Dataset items
• • • • •

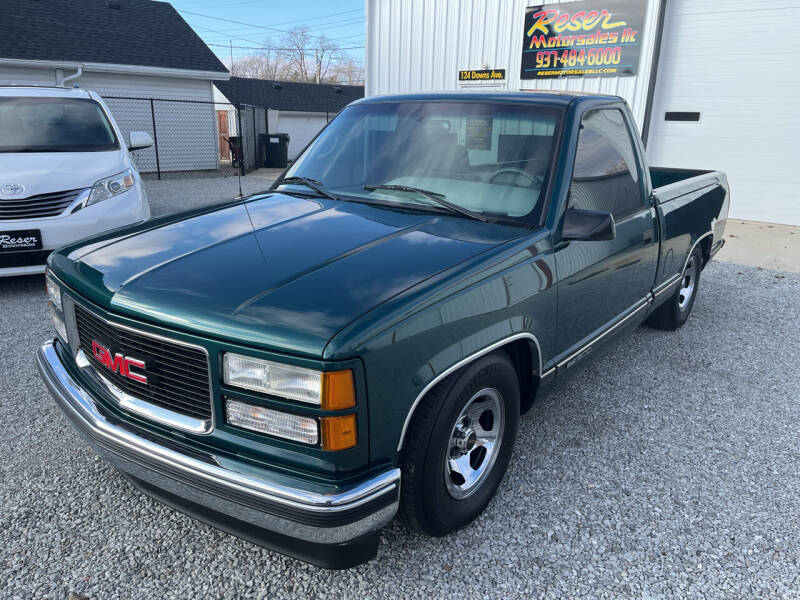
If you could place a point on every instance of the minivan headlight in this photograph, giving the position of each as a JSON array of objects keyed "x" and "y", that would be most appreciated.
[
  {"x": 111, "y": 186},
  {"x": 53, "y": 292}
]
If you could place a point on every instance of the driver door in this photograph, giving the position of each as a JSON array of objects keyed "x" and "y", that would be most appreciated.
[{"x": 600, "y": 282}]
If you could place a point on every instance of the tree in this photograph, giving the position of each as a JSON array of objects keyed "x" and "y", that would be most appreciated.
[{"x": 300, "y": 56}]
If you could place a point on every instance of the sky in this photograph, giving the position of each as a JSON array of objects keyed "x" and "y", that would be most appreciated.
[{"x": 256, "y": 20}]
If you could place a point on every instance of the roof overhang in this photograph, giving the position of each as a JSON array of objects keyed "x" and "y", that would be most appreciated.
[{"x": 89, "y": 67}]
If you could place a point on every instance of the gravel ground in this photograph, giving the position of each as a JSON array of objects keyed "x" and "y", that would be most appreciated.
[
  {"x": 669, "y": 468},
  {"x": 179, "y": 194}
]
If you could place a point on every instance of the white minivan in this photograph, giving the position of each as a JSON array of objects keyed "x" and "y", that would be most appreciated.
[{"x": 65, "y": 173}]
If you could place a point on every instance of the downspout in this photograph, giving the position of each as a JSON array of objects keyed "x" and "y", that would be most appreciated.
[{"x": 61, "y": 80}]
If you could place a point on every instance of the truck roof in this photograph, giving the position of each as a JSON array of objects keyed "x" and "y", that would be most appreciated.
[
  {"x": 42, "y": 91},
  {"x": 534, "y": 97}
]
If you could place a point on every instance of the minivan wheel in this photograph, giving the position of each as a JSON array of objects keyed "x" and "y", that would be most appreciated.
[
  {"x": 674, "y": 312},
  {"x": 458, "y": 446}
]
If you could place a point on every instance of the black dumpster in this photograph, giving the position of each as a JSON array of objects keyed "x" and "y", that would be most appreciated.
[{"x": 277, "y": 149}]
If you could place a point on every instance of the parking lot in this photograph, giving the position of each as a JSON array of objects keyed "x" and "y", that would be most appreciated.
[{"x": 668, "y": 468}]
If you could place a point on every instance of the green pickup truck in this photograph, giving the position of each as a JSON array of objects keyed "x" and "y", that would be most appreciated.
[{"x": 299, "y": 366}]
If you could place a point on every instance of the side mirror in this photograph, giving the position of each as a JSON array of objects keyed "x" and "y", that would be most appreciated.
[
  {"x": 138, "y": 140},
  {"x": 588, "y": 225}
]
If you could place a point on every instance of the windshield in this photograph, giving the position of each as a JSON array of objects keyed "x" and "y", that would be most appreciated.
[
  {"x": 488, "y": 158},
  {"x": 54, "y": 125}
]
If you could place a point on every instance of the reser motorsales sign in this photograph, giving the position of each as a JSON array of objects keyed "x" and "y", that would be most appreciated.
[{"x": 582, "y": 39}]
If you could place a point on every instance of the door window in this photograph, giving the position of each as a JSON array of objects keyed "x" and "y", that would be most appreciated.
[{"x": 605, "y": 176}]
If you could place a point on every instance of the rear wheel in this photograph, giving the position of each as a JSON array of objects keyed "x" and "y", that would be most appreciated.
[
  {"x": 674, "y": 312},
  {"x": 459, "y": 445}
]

• • • • •

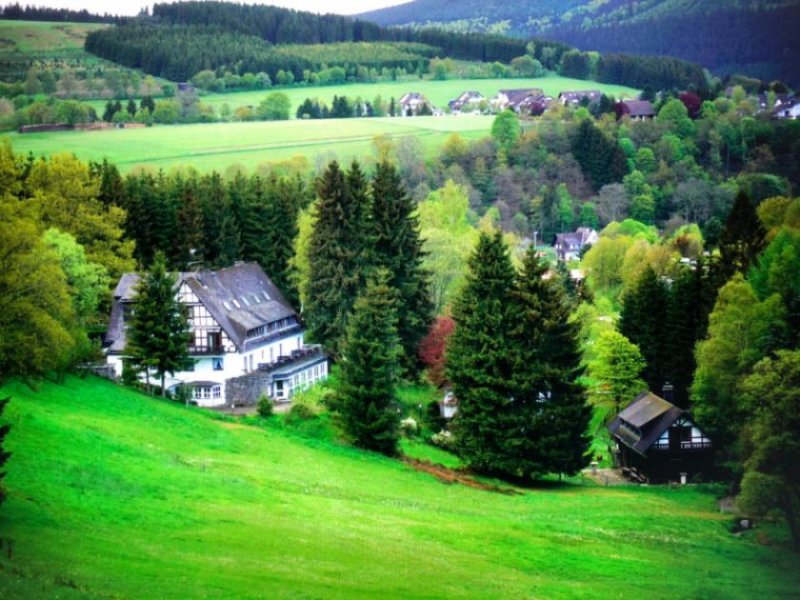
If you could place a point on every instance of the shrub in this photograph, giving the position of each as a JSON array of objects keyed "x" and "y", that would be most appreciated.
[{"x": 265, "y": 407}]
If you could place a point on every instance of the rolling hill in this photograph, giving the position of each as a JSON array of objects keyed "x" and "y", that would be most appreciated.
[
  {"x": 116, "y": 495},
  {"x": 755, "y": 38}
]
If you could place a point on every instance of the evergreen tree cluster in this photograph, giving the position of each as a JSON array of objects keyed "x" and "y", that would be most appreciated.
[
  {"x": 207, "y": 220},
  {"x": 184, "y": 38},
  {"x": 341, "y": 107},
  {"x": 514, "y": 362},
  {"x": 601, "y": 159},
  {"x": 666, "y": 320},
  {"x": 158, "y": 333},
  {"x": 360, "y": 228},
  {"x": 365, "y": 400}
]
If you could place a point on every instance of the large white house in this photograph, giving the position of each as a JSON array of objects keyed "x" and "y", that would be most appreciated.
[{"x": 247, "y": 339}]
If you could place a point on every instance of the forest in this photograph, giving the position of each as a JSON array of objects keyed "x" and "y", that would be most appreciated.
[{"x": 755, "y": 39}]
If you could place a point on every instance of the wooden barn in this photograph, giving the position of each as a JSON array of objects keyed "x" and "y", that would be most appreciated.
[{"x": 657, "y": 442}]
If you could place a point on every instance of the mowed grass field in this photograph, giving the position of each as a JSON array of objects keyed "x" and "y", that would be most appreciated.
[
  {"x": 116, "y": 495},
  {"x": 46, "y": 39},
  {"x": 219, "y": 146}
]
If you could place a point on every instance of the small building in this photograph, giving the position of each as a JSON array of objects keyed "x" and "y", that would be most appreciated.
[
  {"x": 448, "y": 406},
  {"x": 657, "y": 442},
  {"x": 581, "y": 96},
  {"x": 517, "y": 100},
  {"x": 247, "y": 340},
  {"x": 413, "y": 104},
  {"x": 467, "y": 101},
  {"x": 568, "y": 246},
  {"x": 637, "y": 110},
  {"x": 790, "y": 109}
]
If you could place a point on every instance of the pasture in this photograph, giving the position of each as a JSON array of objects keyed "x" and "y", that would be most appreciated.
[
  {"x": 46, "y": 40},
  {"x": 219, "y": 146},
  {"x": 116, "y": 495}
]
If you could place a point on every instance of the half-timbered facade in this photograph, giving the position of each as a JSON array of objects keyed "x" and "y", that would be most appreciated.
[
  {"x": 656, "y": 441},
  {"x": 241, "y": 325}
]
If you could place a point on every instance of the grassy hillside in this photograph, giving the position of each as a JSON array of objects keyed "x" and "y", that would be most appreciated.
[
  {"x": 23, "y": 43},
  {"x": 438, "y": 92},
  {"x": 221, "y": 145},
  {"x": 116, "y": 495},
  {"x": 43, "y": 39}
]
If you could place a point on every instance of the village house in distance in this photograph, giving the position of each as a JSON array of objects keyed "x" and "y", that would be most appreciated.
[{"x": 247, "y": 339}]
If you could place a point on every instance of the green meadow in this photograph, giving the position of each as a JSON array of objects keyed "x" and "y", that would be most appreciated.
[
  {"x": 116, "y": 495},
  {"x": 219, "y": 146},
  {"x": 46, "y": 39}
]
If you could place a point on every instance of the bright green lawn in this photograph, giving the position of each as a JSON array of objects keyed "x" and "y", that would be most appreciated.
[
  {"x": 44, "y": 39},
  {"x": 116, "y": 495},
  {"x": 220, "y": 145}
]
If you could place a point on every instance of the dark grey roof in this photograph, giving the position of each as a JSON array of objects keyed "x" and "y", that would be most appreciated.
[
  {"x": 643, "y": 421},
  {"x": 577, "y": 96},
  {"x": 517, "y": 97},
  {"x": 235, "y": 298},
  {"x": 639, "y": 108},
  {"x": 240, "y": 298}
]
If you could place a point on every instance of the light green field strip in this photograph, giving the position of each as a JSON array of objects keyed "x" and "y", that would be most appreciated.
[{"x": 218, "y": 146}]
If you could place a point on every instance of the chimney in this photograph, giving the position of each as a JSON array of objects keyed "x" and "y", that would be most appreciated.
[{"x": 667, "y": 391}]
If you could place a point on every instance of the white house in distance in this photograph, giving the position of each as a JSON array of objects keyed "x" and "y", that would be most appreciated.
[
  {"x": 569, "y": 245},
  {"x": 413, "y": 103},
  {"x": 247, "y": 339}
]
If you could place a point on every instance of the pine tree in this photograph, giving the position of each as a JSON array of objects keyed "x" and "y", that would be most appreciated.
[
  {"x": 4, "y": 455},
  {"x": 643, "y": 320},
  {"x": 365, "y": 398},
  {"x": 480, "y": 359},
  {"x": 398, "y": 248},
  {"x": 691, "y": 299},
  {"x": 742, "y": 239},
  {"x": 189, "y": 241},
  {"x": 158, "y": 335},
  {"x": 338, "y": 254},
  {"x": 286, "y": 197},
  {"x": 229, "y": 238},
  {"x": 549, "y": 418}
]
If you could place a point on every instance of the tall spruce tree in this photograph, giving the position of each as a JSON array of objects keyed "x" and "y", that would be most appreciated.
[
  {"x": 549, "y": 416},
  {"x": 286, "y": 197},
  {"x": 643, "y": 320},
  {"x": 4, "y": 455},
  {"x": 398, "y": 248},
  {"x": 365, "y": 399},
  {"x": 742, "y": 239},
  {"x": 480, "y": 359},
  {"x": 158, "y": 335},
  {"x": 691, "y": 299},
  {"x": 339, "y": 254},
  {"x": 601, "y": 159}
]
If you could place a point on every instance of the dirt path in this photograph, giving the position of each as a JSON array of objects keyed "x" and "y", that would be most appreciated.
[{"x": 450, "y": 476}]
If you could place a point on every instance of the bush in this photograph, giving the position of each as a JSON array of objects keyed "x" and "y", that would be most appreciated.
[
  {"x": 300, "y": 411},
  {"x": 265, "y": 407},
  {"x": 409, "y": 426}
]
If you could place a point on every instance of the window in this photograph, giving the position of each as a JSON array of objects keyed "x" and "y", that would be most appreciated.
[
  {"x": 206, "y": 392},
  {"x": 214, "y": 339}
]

• • • • •

Written task: Gather every line from the rows above that contains the word "white". Only count matches with the same capitalization.

Response below:
If you could place a point on every instance of the white minivan in this photograph, giving the position of each as a JSON array of objects keyed "x" and "y", that would be most appreciated.
If you could place a point on every instance of the large white house in this photograph, giving the position of each as a JSON array of objects keyed "x" and "y", that would be most appreciated.
If you could place a point on every instance of the white house in distance in this photograph, giving the position of each as a JSON array of objects keyed "x" and "y", that would be most appreciated.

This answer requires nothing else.